__DATA SUPPLIED__
** Begin **
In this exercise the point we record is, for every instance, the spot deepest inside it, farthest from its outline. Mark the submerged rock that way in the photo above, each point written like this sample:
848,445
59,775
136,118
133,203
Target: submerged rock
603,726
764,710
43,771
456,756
** End **
__WHAT TO PRODUCE__
Write out the data above again, line for line, without changing anything.

__ANSWER TO THIS TASK__
In this exercise the point we record is, for every instance, the spot deepest inside it, farthest from its outline. Mark the submerged rock that way in the photo above, each point written like this sample:
848,445
59,775
136,118
133,203
Target: submerged rock
603,726
764,710
43,771
456,756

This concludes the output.